Goal: List every line in the items below that contains the word "Mark". Case counts.

Source data:
------

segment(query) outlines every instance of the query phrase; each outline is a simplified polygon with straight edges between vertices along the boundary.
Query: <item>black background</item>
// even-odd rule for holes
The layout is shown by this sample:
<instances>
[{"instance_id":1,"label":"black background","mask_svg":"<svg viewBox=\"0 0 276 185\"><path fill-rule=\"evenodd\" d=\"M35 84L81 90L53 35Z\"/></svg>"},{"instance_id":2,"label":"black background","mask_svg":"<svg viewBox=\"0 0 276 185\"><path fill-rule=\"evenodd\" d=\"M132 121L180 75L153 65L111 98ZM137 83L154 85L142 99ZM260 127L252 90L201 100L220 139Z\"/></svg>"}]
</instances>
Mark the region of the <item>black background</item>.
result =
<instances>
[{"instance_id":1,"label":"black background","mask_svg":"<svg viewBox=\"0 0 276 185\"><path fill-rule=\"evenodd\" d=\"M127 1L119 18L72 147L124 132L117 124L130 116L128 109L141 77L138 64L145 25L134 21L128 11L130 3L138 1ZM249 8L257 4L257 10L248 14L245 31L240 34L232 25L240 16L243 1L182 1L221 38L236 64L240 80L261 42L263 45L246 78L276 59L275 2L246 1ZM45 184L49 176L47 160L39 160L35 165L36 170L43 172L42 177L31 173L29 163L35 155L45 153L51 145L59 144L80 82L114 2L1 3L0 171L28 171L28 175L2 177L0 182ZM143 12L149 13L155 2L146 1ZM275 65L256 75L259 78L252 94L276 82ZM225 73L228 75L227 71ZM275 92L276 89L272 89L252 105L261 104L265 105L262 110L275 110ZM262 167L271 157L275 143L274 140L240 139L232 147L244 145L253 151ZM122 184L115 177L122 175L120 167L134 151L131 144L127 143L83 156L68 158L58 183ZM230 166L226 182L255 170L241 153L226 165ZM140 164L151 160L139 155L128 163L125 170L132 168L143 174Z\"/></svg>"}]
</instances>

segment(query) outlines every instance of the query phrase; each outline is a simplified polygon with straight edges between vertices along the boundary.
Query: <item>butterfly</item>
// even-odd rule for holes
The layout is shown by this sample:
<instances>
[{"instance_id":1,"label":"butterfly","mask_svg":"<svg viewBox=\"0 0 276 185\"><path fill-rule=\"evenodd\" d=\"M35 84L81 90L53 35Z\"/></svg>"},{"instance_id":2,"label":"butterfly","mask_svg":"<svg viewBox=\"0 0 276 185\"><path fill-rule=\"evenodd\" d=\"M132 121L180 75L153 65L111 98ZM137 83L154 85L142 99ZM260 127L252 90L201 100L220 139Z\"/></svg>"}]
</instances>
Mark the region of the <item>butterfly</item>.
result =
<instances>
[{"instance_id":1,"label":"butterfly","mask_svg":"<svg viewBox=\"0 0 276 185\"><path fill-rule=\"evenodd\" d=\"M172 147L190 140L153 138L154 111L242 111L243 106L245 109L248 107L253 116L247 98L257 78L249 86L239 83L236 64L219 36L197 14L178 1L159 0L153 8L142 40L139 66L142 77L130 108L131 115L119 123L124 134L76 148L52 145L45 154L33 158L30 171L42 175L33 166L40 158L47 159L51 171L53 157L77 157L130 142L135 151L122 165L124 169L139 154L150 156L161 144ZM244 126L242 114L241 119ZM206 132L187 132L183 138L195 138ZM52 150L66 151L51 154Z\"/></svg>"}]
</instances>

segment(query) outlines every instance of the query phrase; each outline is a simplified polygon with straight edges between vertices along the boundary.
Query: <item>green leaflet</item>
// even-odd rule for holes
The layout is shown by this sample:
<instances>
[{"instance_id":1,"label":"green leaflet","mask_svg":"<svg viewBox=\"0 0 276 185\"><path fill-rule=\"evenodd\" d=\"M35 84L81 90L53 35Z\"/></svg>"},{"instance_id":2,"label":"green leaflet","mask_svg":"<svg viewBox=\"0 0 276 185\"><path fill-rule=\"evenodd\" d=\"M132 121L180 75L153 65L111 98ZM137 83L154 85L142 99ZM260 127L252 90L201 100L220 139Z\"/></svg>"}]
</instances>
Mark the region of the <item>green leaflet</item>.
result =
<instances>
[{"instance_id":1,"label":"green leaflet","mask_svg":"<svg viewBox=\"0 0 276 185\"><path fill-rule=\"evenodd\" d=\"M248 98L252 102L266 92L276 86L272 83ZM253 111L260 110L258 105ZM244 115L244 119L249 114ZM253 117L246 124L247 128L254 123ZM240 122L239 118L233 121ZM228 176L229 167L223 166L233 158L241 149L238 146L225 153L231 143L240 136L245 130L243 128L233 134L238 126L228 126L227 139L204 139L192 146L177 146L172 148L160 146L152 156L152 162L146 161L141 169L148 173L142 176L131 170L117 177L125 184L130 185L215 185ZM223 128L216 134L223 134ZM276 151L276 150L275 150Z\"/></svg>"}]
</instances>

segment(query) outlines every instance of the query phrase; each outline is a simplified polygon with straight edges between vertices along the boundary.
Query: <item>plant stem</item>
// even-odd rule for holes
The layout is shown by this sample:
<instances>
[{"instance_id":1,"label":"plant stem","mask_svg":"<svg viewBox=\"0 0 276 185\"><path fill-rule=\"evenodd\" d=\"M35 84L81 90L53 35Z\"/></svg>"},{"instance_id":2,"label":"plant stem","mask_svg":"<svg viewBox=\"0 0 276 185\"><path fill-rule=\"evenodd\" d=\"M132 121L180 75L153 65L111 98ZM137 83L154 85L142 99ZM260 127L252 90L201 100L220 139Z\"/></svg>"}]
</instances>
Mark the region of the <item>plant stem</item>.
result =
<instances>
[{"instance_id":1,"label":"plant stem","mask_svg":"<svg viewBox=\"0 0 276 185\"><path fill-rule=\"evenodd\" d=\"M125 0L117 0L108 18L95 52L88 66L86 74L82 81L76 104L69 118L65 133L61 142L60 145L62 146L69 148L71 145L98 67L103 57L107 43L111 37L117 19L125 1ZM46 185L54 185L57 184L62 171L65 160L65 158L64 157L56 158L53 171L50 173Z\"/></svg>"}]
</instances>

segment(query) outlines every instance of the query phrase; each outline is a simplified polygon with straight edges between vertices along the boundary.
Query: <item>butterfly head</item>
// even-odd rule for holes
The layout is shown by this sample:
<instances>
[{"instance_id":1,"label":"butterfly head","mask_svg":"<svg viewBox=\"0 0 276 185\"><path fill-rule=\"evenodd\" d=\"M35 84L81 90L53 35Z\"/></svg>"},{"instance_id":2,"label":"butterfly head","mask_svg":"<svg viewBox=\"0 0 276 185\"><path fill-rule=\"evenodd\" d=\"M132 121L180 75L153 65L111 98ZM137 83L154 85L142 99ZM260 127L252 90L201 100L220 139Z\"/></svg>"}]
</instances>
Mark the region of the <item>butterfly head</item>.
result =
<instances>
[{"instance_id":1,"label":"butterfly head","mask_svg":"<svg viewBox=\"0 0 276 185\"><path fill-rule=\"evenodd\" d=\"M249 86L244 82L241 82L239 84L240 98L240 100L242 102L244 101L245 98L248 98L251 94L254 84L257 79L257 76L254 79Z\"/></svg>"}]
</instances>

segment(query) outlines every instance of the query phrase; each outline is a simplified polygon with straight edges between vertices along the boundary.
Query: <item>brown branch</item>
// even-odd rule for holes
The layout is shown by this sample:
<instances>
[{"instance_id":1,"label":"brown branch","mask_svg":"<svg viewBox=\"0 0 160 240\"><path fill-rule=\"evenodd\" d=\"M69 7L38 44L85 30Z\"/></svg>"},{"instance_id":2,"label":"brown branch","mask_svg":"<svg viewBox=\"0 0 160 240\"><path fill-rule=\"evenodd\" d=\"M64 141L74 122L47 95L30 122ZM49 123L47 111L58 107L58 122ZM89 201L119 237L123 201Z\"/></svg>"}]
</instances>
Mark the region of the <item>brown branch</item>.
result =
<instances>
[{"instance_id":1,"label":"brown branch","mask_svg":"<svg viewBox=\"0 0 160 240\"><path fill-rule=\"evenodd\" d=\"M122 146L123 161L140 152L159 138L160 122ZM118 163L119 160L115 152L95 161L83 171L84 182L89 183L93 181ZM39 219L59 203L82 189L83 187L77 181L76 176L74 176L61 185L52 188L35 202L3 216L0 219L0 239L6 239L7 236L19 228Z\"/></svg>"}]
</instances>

------

Solution to the exercise:
Mark the region of the <item>black background</item>.
Mark the region of the <item>butterfly</item>.
Mark the region of the <item>green leaflet</item>.
Mark the region of the <item>plant stem</item>.
Mark the region of the <item>butterfly head</item>.
Mark the region of the <item>brown branch</item>.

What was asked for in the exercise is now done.